— BRIEF A —
Reproduce the passage of the GIL discussion starting at "Some of those" and ending at "versions of Python.", without changing a character.

— PAGE —
> or is there a fundamental requirement, e.g. C programs unavoidably interact directly with the GIL?
Both C programs can use the GIL for thread safety and can make assumptions about the safety of interacting with a Python object.
Some of those assumptions are not real guarantees from the GIL but in practise are good enough, they would no longer be good enough in a no-GIL world.
> I know that the C-API is only stable between minor releases [0] compiled in the same manner [1], so it's not like the ecosystem is dependent upon it never changing.
There is a limited API tagged as abi3[1] which is unchanging and doesn't require recompiling and any attempt to remove the GIL so far would break that.
> so it's not like the ecosystem is dependent upon it never changing
But the wider C-API does not change much between major versions, it's not like the way you interact with the garbage collector completely changes causing you to rethink how you have to write concurrency. This allows the many projects which use Python's C-API to relatively quickly update to new major versions of Python.
> I have found a no-GIL interpreter that works with numpy, scikit, etc. [2][3] so it doesn't seem to be a hard limit.
The version of nogil Python you are linking is the product of years of work by an expert funded to work full time on this by Meta, the knowledge is sourcing many previous attempts to remove the GIL including the "gilectomy". Also you are linking to the old version based on Python 3.9, there is a new version based on Python 3.12[2]
This strays away from the points I was making, but with this specific attempt to remove the GIL if it is adopted it is unlikely to be switched over in a "big bang", e.g. Python 3.13 followed by Python 4.0 with no backwards compatibility on C extensions. The Python community does not want to repeat the mistakes of the Python 2 to 3 transition.
So far more likely is to try and find a way to have a bridge version that supports both styles of extensions. There is a lot of complexity in this though, including how to mark these in packaging, how to resolve dependencies between packages which do or do not support nogil, etc.
And even this attempt to remove the GIL is likely to make things slower in some applications, both in terms of real-world performance as some benchmarks such as MyPy show a nearly 50% slowdown and there may be even worse edge cases not discovered yet, and in terms of lost development as the Faster CPython project will unlikely be able to land a JIT in 3.13 or 3.14 as they plan right now.
>> So basically a JIT would help every Python program, and removing the GIL would only help a small subset of Python programs.
What if the "Global Interpreter Lock" needs to be removed for JIT? I put that in quotes to highlight it because AFAICT no compiled (or JITed) language has such a thing. I think it functions differently than regular stuff like critical sections.

— BRIEF B —
How many lines of the entries contain the string "hand"? Reply with the number alone.

— LISTING —
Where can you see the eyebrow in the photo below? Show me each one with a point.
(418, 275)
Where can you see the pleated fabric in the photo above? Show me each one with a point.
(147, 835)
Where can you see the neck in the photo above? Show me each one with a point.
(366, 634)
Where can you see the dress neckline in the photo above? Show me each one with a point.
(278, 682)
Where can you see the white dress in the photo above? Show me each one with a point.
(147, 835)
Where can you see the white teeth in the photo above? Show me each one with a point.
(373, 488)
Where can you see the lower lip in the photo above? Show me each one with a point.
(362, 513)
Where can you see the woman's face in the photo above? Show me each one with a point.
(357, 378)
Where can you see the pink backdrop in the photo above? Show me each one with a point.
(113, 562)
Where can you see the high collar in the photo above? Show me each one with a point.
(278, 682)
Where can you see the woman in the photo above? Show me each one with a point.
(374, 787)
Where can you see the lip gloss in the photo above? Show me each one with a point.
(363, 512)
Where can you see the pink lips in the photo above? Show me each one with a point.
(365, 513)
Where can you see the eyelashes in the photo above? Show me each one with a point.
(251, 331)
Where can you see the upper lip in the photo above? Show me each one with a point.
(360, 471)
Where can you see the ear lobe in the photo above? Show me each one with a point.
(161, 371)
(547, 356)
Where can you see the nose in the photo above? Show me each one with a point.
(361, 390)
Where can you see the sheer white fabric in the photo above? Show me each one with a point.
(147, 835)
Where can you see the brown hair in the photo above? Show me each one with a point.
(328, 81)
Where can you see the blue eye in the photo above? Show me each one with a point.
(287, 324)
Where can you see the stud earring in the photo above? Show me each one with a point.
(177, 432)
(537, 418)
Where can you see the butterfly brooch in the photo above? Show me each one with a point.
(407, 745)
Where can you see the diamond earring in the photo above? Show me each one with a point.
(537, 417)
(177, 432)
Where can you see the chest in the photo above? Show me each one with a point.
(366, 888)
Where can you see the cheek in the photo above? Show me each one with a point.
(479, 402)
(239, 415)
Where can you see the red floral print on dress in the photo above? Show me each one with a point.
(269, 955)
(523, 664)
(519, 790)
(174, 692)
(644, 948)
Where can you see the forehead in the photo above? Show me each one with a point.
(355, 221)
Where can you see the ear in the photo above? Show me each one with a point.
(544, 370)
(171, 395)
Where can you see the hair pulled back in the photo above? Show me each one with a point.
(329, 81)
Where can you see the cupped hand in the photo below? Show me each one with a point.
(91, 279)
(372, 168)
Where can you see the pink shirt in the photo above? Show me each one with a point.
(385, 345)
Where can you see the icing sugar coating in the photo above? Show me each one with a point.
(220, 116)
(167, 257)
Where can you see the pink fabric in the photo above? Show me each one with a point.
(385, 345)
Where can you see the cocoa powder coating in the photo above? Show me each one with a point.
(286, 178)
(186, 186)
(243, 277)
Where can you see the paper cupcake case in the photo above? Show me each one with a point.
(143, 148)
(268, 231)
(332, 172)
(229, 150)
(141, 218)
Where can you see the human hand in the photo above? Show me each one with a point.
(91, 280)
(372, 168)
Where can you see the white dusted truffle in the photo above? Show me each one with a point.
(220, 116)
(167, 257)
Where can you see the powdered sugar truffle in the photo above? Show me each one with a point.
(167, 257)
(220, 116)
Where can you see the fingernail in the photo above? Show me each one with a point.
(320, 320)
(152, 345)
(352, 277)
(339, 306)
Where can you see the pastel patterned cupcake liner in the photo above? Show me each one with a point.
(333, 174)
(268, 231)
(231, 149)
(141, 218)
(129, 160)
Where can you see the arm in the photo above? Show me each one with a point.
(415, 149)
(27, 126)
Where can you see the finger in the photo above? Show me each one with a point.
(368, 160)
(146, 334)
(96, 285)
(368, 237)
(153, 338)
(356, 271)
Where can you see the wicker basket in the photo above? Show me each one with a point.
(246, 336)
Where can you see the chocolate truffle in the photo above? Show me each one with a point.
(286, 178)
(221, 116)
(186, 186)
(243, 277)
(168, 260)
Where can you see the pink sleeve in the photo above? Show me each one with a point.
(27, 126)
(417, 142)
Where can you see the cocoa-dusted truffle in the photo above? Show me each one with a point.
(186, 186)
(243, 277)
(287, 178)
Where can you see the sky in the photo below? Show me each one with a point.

— COMPLETE RESPONSE A —
Some of those assumptions are not real guarantees from the GIL but in practise are good enough, they would no longer be good enough in a no-GIL world.
> I know that the C-API is only stable between minor releases [0] compiled in the same manner [1], so it's not like the ecosystem is dependent upon it never changing.
There is a limited API tagged as abi3[1] which is unchanging and doesn't require recompiling and any attempt to remove the GIL so far would break that.
> so it's not like the ecosystem is dependent upon it never changing
But the wider C-API does not change much between major versions, it's not like the way you interact with the garbage collector completely changes causing you to rethink how you have to write concurrency. This allows the many projects which use Python's C-API to relatively quickly update to new major versions of Python.

— COMPLETE RESPONSE B —
2